▶ [Instructions to follow]:
Please recast the part of the entries below that opens with the line containing "Where can the riveted" and closes with the line containing "<point>789,328</point>" as a two-column CSV with the headers entry_text and answer, one row per entry. Put each field in double quotes and replace any line breaks inside it with spaces.

* * * *

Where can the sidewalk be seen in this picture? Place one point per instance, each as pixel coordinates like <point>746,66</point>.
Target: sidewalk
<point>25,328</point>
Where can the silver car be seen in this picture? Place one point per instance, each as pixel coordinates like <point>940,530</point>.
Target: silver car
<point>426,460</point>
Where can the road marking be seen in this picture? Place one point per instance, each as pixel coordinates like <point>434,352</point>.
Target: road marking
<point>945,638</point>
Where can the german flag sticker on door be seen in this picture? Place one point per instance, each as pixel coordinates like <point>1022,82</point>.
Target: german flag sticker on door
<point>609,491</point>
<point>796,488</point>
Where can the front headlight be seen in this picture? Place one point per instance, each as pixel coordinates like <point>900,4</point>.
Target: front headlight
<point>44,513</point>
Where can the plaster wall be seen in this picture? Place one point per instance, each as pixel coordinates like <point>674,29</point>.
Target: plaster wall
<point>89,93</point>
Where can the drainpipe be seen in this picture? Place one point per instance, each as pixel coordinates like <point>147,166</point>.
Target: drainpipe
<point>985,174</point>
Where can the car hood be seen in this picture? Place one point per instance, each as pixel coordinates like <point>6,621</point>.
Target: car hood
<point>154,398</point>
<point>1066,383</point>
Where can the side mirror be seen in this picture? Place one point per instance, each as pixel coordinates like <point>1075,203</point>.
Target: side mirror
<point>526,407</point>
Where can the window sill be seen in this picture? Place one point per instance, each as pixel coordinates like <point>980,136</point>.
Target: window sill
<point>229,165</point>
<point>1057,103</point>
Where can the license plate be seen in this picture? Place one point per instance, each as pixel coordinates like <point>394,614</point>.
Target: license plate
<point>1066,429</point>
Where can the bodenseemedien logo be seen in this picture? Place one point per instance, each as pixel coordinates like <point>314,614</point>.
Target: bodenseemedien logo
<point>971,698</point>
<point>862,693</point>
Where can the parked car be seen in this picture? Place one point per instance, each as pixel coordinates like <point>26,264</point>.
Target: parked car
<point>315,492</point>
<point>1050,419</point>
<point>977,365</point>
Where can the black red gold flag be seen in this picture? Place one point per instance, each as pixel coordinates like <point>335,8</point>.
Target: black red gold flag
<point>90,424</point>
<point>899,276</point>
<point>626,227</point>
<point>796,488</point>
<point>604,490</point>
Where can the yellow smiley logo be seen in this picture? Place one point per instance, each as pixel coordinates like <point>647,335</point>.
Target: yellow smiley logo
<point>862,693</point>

* * * *

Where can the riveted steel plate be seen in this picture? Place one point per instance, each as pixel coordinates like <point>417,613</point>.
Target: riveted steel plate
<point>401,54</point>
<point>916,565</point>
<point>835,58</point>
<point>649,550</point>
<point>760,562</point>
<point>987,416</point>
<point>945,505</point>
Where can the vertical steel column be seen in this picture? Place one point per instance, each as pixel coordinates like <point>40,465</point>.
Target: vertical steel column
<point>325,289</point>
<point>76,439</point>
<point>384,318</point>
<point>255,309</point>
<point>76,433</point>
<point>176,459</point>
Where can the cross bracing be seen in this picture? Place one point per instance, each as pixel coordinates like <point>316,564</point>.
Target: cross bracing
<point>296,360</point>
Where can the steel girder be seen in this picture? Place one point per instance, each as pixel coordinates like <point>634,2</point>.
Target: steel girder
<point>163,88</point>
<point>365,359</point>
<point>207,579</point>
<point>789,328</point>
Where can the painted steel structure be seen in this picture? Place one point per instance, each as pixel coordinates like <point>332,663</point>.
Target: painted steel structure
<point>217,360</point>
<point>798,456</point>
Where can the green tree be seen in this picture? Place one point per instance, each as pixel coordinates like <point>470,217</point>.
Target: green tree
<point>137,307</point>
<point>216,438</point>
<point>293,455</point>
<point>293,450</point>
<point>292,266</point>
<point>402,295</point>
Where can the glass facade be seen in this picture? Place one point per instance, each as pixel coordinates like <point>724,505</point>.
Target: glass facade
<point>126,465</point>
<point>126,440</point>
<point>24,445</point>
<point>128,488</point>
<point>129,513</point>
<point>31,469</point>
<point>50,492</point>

* * * *

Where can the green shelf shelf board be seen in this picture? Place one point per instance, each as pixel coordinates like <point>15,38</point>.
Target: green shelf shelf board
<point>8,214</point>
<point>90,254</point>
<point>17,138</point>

* * * *

▶ [Written answer]:
entry_text,answer
"Where can the riveted steel plate be seen in this picture? Place one point per instance, each as pixel coordinates like <point>417,613</point>. Target: riveted steel plate","<point>401,54</point> <point>916,565</point> <point>835,58</point> <point>649,550</point> <point>760,562</point> <point>987,416</point> <point>945,505</point>"
"Where can the vertical steel column be seen in this picture? Place one point per instance, each as pixel coordinates like <point>40,465</point>. Target: vertical steel column","<point>325,289</point> <point>76,439</point> <point>384,318</point> <point>255,309</point> <point>76,433</point> <point>176,459</point>"
"Where can the cross bracing be seen in this picture? Place one point per instance, each as pixel coordinates like <point>316,564</point>. Target: cross bracing","<point>296,360</point>"
"Where can the steel girder be seen in this picture? Place one point per instance, each as pixel coordinates like <point>634,2</point>. Target: steel girder","<point>163,88</point> <point>365,359</point> <point>207,579</point> <point>789,328</point>"